# [Exercise aim]
Only the pictures are to be left out; the listing itself is repeated exactly.

____ Raw data

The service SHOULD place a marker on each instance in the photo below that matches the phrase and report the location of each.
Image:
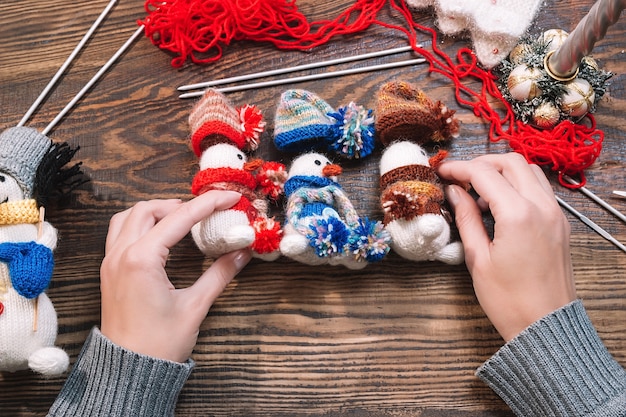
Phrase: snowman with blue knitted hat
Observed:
(321, 224)
(305, 122)
(30, 168)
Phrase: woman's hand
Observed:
(525, 272)
(141, 309)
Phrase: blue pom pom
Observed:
(353, 131)
(370, 241)
(328, 235)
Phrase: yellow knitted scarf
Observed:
(19, 212)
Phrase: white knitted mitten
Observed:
(494, 26)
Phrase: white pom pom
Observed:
(49, 361)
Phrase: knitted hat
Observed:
(305, 122)
(215, 120)
(412, 199)
(404, 112)
(21, 151)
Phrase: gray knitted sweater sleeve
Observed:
(558, 366)
(108, 380)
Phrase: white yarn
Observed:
(23, 347)
(494, 26)
(49, 361)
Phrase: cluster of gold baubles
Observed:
(578, 98)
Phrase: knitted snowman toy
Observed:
(322, 226)
(305, 122)
(29, 164)
(220, 135)
(412, 200)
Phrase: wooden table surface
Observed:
(398, 338)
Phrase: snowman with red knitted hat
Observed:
(221, 137)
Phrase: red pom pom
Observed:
(271, 178)
(252, 125)
(267, 235)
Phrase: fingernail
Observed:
(242, 258)
(452, 194)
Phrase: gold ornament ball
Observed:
(578, 98)
(519, 52)
(554, 38)
(591, 62)
(522, 82)
(546, 115)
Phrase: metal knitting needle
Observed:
(597, 199)
(93, 79)
(309, 77)
(296, 68)
(599, 230)
(67, 62)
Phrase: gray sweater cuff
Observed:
(108, 380)
(558, 366)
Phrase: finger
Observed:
(543, 180)
(214, 280)
(486, 179)
(175, 226)
(129, 225)
(469, 221)
(519, 173)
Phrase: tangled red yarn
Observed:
(198, 30)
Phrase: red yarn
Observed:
(199, 29)
(196, 28)
(568, 148)
(267, 235)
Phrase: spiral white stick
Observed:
(563, 63)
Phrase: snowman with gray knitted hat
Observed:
(30, 166)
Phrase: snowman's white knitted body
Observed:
(228, 230)
(25, 343)
(424, 237)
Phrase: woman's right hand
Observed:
(525, 271)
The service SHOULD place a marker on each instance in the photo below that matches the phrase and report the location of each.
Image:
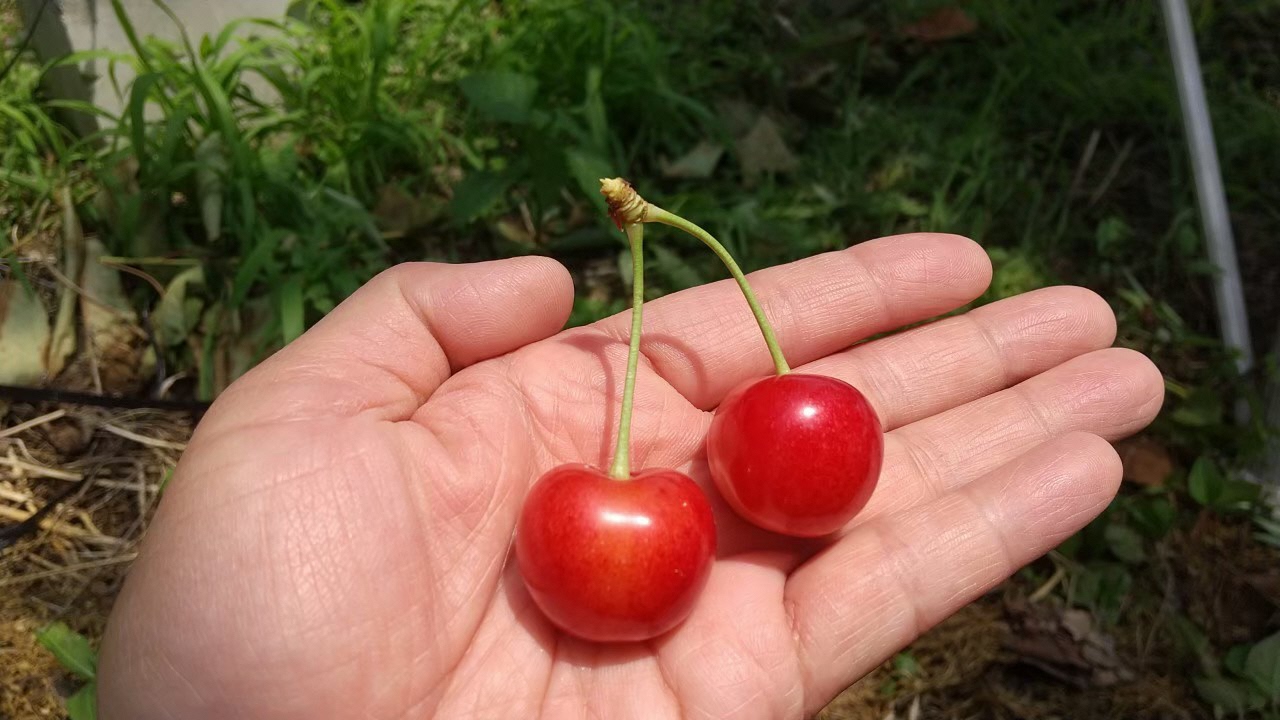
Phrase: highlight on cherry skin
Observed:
(796, 454)
(615, 560)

________

# [Answer below]
The service SHOULD place a marker on each instance in the photo below that matches the phrase and report the location of each.
Image:
Phrase: snowman with blue knitted hat
Observed:
(321, 224)
(305, 122)
(30, 168)
Phrase: woman's hand
Observed:
(525, 272)
(141, 309)
Phrase: blue pom pom
Observed:
(353, 131)
(370, 241)
(328, 235)
Phrase: yellow knitted scarf
Observed:
(19, 212)
Phrase: white knitted mitten
Observed:
(494, 26)
Phrase: white pom pom
Observed:
(49, 361)
Phrase: knitted hat
Observed:
(305, 122)
(215, 120)
(412, 199)
(404, 112)
(21, 151)
Phrase: gray knitted sweater sleeve
Observed:
(558, 366)
(108, 380)
Phrase: white yarn
Observed:
(23, 347)
(494, 26)
(49, 361)
Phrase: cluster of gold baubles
Observed:
(578, 98)
Phrase: knitted snowman toy
Observed:
(322, 226)
(305, 122)
(29, 164)
(220, 135)
(412, 200)
Phrase: wooden table surface
Observed:
(398, 338)
Phrase: snowman with red knitted hat
Observed:
(221, 137)
Phrase: red pom pom
Observed:
(271, 178)
(252, 125)
(267, 235)
Phrase: fingernail
Observed:
(242, 258)
(452, 194)
Phrase: gold ornament ball
Observed:
(578, 98)
(519, 52)
(554, 38)
(591, 62)
(522, 82)
(546, 115)
Phrase: metal knitting needle
Observed:
(597, 199)
(93, 79)
(309, 77)
(296, 68)
(599, 230)
(67, 62)
Phrase: gray sweater cuff
Observed:
(108, 380)
(558, 366)
Phrase: finger
Observed:
(543, 180)
(214, 280)
(486, 179)
(175, 226)
(129, 225)
(469, 221)
(519, 173)
Phrase: tangled red yarn
Observed:
(198, 30)
Phrase: red yarn
Observed:
(199, 29)
(196, 28)
(568, 148)
(267, 235)
Phrase: spiral white stick
Observed:
(563, 63)
Phrase: snowman with gray knitted hat
Observed:
(30, 166)
Phrase: snowman's white knitted body
Observed:
(228, 230)
(25, 343)
(424, 237)
Phrase: woman's right hand
Observed:
(525, 271)
The service SHOULD place a marker on each instance in the photo below that matches the phrase and report the location of each.
Image:
Phrase: highlight on cherry skin
Observed:
(796, 454)
(615, 560)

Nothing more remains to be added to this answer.